**To be done:**
Extract each line from the rows below that contains the word "wall", copying every such line unchanged.

Dataset items
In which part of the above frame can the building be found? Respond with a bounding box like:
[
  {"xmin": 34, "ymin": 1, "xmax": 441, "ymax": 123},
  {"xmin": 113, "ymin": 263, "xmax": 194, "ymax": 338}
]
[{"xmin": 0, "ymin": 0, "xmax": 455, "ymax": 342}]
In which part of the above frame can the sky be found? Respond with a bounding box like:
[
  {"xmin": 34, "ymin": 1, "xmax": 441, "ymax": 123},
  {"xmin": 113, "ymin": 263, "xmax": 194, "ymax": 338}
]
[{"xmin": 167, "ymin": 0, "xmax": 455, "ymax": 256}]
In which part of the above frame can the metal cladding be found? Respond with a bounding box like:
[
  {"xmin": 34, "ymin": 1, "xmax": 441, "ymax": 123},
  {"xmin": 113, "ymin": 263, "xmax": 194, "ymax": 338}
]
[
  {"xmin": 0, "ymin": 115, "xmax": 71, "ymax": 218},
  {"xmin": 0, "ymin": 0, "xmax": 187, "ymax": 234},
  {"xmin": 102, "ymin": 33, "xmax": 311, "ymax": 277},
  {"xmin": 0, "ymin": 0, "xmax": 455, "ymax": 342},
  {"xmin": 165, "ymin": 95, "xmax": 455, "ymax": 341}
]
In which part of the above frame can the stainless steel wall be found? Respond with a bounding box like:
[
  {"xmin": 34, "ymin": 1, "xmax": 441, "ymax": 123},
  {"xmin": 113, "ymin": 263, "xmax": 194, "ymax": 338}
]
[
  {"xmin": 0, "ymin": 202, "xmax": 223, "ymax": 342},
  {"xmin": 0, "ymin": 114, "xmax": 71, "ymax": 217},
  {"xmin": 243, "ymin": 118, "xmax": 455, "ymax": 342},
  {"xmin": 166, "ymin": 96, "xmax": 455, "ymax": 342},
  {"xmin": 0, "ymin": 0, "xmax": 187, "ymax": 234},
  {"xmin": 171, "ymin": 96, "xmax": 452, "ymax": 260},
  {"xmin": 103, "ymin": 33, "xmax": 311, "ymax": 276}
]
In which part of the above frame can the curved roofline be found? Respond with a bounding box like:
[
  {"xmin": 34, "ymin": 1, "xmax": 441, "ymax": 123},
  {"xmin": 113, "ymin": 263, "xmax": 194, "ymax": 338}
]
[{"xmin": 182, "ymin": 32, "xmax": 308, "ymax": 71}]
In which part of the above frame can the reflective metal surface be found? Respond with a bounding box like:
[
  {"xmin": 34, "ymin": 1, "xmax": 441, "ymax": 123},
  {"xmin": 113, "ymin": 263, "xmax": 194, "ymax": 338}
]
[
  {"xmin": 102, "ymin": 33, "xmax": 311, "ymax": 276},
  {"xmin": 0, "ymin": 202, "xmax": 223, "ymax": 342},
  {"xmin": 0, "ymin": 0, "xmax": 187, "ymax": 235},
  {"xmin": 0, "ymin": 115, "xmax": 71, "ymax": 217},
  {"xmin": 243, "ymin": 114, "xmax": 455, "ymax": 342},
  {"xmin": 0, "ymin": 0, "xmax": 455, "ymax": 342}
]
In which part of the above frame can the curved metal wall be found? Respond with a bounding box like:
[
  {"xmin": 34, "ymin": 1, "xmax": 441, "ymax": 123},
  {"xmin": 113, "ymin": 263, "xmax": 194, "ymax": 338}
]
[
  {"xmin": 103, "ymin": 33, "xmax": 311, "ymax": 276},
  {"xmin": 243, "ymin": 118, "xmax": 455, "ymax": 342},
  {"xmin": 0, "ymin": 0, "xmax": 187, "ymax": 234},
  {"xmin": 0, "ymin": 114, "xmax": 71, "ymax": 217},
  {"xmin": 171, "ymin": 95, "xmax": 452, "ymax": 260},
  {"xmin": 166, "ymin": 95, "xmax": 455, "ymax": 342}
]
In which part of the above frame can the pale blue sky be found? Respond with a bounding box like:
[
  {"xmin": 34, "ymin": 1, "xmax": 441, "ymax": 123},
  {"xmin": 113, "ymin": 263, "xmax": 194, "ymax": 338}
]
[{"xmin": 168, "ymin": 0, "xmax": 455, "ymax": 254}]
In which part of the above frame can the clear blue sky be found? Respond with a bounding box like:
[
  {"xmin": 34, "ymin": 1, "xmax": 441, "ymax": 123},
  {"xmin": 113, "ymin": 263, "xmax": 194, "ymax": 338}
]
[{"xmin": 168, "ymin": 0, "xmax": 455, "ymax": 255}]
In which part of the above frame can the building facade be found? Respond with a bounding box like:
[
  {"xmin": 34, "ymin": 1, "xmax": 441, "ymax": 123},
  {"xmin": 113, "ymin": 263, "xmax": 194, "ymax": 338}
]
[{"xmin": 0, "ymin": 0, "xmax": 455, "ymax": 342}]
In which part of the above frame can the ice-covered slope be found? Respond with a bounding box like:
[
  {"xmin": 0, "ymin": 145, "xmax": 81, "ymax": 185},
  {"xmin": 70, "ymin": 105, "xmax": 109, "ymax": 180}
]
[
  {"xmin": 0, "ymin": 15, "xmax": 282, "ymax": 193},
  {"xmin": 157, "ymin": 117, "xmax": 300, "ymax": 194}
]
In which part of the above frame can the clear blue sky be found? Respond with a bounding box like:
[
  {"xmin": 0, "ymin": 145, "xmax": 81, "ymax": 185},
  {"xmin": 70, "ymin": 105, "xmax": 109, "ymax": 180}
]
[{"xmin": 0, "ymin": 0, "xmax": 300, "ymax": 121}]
...
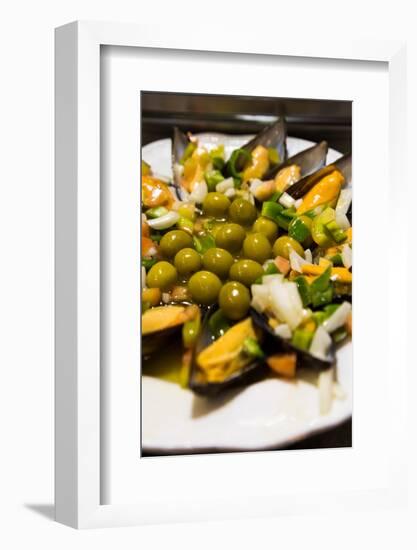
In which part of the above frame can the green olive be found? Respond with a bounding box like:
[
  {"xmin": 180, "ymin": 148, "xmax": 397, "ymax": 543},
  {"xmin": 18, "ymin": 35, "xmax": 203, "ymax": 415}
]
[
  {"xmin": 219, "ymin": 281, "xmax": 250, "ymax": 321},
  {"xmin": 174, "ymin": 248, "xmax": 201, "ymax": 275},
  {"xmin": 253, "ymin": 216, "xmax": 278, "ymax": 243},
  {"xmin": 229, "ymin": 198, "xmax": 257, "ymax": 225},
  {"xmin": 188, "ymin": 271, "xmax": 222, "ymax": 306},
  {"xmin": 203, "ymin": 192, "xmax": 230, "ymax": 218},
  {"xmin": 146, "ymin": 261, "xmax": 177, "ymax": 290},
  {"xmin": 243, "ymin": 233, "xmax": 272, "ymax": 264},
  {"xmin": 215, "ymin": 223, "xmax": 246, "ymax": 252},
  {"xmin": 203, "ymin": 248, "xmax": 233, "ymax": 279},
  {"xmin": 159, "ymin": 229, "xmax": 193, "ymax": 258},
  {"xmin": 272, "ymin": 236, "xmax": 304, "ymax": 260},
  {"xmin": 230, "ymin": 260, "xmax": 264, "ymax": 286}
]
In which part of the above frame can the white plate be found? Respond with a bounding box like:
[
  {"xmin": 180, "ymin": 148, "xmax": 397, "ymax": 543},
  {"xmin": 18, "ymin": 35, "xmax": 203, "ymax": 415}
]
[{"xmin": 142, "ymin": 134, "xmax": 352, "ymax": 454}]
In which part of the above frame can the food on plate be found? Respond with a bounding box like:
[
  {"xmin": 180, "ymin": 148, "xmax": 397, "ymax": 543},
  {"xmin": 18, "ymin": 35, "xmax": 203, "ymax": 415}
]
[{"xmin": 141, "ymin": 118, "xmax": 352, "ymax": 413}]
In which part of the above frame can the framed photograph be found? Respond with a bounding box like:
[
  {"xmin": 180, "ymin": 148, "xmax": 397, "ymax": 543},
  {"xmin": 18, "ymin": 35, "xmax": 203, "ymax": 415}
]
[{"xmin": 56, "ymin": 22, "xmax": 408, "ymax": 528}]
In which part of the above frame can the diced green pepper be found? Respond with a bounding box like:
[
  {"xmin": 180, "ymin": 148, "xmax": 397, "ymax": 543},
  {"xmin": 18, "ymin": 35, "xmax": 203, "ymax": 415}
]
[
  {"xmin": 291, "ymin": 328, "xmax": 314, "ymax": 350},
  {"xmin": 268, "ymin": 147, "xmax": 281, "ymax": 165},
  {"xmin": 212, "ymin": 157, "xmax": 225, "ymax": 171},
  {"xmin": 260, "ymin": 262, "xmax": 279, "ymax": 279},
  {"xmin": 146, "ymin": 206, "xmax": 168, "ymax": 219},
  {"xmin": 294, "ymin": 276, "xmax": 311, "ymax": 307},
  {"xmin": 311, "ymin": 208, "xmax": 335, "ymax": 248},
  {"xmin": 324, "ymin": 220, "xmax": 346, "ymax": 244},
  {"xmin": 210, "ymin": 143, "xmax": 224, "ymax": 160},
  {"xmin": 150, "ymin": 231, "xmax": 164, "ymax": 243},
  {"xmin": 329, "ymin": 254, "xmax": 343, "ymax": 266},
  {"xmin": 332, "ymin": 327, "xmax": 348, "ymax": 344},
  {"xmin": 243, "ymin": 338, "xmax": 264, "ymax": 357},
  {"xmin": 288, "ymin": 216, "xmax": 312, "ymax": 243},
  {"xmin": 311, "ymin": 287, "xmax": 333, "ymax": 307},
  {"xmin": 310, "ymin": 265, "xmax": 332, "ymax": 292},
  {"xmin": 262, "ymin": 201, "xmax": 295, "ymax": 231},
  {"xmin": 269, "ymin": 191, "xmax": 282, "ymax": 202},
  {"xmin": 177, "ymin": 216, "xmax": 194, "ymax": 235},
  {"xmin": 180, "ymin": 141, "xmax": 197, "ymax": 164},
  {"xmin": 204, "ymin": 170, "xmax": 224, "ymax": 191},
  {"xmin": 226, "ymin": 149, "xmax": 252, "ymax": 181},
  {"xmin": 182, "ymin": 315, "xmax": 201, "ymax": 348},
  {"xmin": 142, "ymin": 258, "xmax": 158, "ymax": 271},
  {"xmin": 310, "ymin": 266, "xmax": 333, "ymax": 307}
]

**Full output:**
In which part of the above frame can the stainless steel wall be found? Respond with a bounding box like:
In which part of the above frame can the curved metal wall be found? Respond with a bounding box like:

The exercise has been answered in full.